(Given instruction) Select every line in the items below that contains the string "params", and copy each one out. Case counts.

Bounding-box records
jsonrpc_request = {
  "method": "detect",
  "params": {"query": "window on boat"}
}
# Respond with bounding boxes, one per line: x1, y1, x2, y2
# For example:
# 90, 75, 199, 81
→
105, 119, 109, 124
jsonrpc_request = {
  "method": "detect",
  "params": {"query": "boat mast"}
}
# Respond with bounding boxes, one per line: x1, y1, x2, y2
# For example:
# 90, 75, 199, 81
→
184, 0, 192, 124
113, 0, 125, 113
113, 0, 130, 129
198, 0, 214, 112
* * *
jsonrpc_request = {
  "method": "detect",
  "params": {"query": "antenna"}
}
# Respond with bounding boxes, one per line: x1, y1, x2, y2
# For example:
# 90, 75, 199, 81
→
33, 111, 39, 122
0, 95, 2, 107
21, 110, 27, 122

(Answer for this exercise)
  "params": {"query": "window on boat"}
  "params": {"query": "boat mast"}
  "params": {"query": "antenna"}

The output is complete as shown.